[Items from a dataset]
***

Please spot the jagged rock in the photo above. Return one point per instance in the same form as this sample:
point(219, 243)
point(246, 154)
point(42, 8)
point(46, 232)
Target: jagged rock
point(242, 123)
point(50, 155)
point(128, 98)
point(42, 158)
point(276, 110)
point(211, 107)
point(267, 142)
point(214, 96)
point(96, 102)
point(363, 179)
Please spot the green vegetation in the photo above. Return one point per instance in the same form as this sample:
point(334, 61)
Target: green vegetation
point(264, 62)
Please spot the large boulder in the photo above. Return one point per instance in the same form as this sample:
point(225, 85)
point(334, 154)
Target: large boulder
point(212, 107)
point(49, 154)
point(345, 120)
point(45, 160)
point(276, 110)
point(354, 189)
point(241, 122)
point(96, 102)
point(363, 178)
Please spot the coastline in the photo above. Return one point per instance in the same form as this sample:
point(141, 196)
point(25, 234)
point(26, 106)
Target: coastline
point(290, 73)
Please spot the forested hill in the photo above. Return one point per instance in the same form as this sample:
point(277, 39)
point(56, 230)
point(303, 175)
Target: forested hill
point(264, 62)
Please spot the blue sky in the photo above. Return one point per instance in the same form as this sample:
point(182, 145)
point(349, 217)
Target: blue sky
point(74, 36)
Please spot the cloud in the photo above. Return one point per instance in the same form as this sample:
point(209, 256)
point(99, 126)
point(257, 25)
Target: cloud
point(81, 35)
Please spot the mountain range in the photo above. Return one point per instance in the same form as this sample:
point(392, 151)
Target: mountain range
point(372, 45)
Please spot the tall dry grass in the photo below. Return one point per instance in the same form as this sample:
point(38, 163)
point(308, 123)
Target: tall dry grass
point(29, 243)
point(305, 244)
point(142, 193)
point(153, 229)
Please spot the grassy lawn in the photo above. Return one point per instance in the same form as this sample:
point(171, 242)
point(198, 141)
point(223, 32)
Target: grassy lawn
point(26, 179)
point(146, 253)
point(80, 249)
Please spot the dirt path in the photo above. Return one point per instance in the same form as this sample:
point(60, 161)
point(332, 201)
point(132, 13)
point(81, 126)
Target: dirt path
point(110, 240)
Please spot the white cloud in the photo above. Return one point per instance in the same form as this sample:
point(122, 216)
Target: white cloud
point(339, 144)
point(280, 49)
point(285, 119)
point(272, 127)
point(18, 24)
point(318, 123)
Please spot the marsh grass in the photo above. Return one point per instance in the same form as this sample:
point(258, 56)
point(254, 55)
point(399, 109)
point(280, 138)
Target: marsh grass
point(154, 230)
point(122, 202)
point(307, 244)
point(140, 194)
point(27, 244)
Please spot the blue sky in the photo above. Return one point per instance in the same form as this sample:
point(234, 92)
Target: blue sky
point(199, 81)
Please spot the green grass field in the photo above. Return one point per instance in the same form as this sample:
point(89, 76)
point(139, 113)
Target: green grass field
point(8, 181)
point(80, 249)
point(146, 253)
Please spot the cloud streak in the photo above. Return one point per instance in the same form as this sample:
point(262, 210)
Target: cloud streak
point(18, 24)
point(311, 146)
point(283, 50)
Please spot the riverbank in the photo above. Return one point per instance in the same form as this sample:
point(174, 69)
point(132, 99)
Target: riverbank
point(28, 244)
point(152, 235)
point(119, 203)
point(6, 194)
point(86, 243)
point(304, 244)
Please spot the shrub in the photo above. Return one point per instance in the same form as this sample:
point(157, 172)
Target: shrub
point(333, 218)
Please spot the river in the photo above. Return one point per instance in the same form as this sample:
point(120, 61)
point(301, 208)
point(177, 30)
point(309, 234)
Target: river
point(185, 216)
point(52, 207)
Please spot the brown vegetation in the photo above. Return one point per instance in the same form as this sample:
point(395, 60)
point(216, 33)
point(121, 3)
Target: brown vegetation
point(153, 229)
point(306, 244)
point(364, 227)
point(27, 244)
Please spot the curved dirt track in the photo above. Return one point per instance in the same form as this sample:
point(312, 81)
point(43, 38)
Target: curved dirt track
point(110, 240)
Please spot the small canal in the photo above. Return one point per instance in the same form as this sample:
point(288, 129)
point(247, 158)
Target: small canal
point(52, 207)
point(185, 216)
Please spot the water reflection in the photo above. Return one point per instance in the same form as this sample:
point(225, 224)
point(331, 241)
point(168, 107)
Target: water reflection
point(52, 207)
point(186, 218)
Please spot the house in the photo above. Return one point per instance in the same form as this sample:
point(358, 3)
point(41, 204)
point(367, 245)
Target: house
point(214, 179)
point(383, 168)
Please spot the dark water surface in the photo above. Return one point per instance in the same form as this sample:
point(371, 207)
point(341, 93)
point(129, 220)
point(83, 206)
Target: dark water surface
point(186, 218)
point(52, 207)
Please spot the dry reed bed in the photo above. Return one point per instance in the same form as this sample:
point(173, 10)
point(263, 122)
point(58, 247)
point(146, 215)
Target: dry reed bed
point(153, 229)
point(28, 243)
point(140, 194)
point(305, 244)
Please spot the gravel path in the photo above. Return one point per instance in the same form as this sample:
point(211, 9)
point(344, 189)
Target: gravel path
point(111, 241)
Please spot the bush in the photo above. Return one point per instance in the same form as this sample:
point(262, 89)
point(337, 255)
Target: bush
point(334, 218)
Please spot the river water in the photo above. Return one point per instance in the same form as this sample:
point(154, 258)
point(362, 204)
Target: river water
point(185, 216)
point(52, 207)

***

▸ BRIEF
Quote every line from the beginning of the entries up to and including the line that contains "Please spot the coastline".

▸ PROBLEM SOLUTION
Please spot the jagged rock in the photo above. Return one point per instance in the same form as this sample:
point(219, 243)
point(246, 154)
point(42, 8)
point(46, 232)
Target: jagged rock
point(242, 123)
point(50, 155)
point(128, 98)
point(42, 158)
point(276, 110)
point(211, 107)
point(267, 142)
point(214, 96)
point(96, 102)
point(363, 179)
Please spot the green vegetation in the photo above. Return one point per instance in the same form as this sample:
point(334, 61)
Target: green vegetation
point(264, 62)
Please spot the large boulder in the photo above. Return one point per instance in the same form as this sample:
point(225, 85)
point(334, 154)
Target: large boulder
point(212, 107)
point(49, 154)
point(345, 120)
point(45, 160)
point(276, 110)
point(354, 189)
point(241, 122)
point(96, 102)
point(363, 178)
Please spot the coastline in the photo above. Return one point per instance in the same form as this sample:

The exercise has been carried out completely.